* Required action *
The reply should contain all the data below, repeated exactly, and none of the images.

---------------

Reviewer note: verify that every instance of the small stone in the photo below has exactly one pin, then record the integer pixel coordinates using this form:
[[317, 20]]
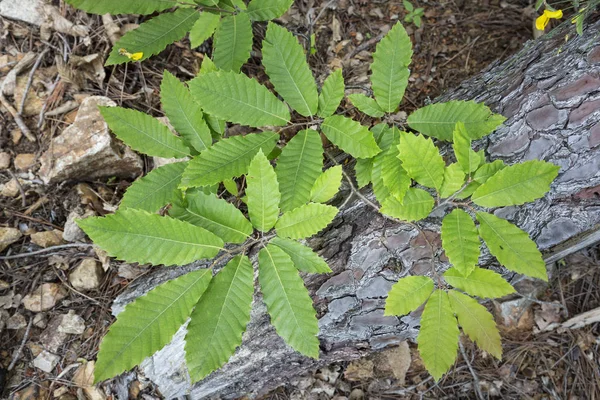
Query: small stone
[[357, 394], [24, 162], [4, 160], [87, 275], [8, 236], [51, 338], [46, 361], [72, 323], [359, 370], [15, 322], [45, 297], [47, 238], [73, 232], [39, 320], [86, 149], [10, 188]]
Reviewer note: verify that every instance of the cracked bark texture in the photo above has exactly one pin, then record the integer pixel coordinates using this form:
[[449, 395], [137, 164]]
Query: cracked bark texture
[[550, 93]]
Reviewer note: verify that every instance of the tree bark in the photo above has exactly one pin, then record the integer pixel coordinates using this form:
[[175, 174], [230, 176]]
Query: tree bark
[[550, 93]]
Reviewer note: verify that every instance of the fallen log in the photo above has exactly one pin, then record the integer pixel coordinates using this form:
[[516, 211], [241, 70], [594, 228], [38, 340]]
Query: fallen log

---------------

* Solution for this task *
Reviewer note: verify that every instance of the small stone in the photo below has exactly one pin, then record the integer pixel coordinates using this form:
[[317, 20]]
Query: small stone
[[357, 394], [24, 162], [4, 160], [87, 275], [8, 236], [51, 338], [46, 361], [72, 323], [359, 370], [15, 322], [45, 297], [47, 238], [73, 232], [39, 320], [86, 149], [10, 188]]
Reviewer note: verify that every instance of the cracked bark texture in the photo above has exactly one pin, then record the integer pixel coordinates using this form:
[[449, 395], [137, 164]]
Query: cracked bark texture
[[550, 93]]
Reviewer note: verify that every instance of the tree bark in the photo above has exactly one pin, then record the integer pixel coordinates using this form:
[[175, 174], [230, 176]]
Query: tree bark
[[550, 93]]
Reviewer note: verify that every instance of the fallen log in the photo above has exactly one pin, then record the integer pixel coordinates using this form:
[[516, 211], [241, 70], [594, 228], [38, 340]]
Query: fallen log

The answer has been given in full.